─── SUPPLIED ENTRIES
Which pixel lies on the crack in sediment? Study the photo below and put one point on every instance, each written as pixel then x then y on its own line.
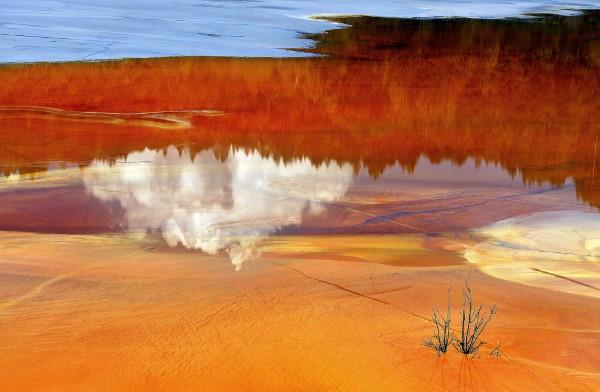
pixel 348 290
pixel 565 278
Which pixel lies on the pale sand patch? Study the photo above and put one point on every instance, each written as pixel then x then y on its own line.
pixel 557 250
pixel 104 313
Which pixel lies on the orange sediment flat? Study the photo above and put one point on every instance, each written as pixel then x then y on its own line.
pixel 90 301
pixel 97 313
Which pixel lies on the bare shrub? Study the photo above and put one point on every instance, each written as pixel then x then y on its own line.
pixel 473 323
pixel 442 337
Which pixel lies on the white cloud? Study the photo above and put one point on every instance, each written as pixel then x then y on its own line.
pixel 211 205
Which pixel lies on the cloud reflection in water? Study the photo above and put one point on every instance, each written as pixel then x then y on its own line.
pixel 212 205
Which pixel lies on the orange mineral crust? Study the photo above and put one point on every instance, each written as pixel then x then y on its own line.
pixel 95 313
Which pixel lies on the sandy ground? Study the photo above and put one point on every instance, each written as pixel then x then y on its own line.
pixel 105 313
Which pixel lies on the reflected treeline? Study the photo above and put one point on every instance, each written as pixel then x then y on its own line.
pixel 530 113
pixel 556 38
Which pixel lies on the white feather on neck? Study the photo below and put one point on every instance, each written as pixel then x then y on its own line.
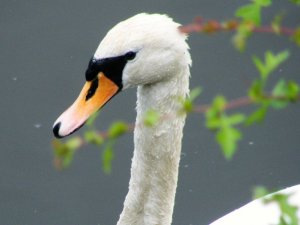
──────
= EXERCISE =
Copy out only the part of the records that opens with the line containing "Which pixel lies on the orange sediment" and closes with the line containing "pixel 97 313", swapping "orange sediment flat" for "rust-colored mudflat" and leaving everything else unchanged.

= WRITTEN REPLY =
Which pixel lies on the rust-colored mudflat? Study the photo above and put one point on every instance, each written as pixel then x then y on its own line.
pixel 90 301
pixel 97 313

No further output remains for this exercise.